— Start of SOURCE TEXT —

13. SUBLESSOR REMEDIES. In the event of a default by Sublessee, and
without any other action by Sublessor, and at Sublessor's option, Sublessor may
exercise any and all remedies of the Prime Lessor under the Prime Lease. In
addition to the foregoing, Sublessor may exercise any and all other rights or
remedies, granted or allowed landlords by any existing or future statute or
other law applicable in cases where a landlord seeks to enforce rights arising
under a lease agreement against a tenant who has defaulted or otherwise
breached the terms of such lease agreement; subject, however, to all of the
rights granted or created by any such statute or other applicable law existing
protection and benefit of tenants.

— End of SOURCE TEXT —
— Start of RAW DATA —

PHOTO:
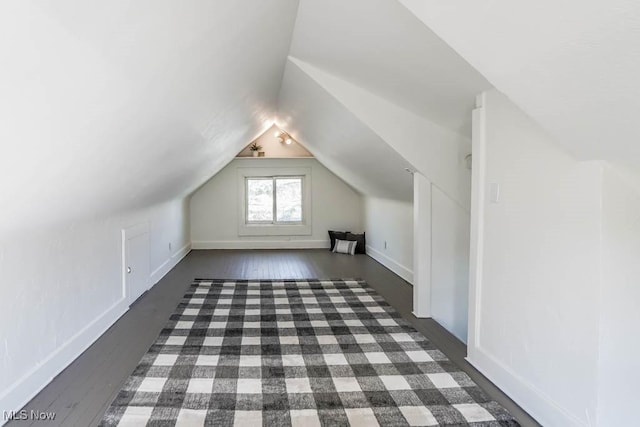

— End of RAW DATA —

:: WORK TO COMPLETE ::
Retype, character for character, the stretch of the sublessor remedies clause above that opens with the words containing "13. SUBLESSOR REMEDIES." and closes with "benefit of tenants.".

:: WRITTEN ANSWER ::
13. SUBLESSOR REMEDIES. In the event of a default by Sublessee, and
without any other action by Sublessor, and at Sublessor's option, Sublessor may
exercise any and all remedies of the Prime Lessor under the Prime Lease. In
addition to the foregoing, Sublessor may exercise any and all other rights or
remedies, granted or allowed landlords by any existing or future statute or
other law applicable in cases where a landlord seeks to enforce rights arising
under a lease agreement against a tenant who has defaulted or otherwise
breached the terms of such lease agreement; subject, however, to all of the
rights granted or created by any such statute or other applicable law existing
protection and benefit of tenants.